* Görev Özeti *
Aşağıdaki kayıtların tamamını kelimesi kelimesine yeniden yazın, ancak resimleri yanıta almayın.

(Şekil işaretleme kayıtları)
● ● ●

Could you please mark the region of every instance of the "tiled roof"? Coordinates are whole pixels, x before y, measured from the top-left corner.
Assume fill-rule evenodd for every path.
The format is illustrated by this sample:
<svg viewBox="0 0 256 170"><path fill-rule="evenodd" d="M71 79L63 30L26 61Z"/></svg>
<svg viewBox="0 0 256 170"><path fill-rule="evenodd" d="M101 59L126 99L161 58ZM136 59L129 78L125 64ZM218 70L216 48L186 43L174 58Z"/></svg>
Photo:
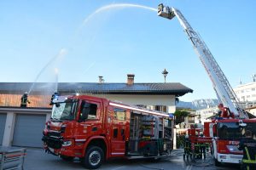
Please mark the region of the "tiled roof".
<svg viewBox="0 0 256 170"><path fill-rule="evenodd" d="M169 83L96 83L96 82L59 82L58 92L90 93L108 94L172 94L182 96L193 90L179 82ZM0 82L0 94L23 94L25 91L38 93L54 91L56 83L53 82Z"/></svg>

● ● ●

* Görevin Yanıtı *
Could you please mark the region of every instance of the "tiled roof"? Coordinates are whole pixels, x before y, measured from the top-left corner.
Assume fill-rule evenodd for every path.
The format is illustrated by this sample:
<svg viewBox="0 0 256 170"><path fill-rule="evenodd" d="M71 79L63 30L26 61Z"/></svg>
<svg viewBox="0 0 256 170"><path fill-rule="evenodd" d="M101 59L126 99L161 58ZM136 59L129 78L125 64ZM218 70L216 48L186 43L174 58Z"/></svg>
Photo:
Please mark the region of the "tiled roof".
<svg viewBox="0 0 256 170"><path fill-rule="evenodd" d="M169 83L96 83L96 82L59 82L58 92L90 93L108 94L172 94L182 96L193 90L179 82ZM0 82L0 94L23 94L25 91L38 93L54 91L56 83L53 82Z"/></svg>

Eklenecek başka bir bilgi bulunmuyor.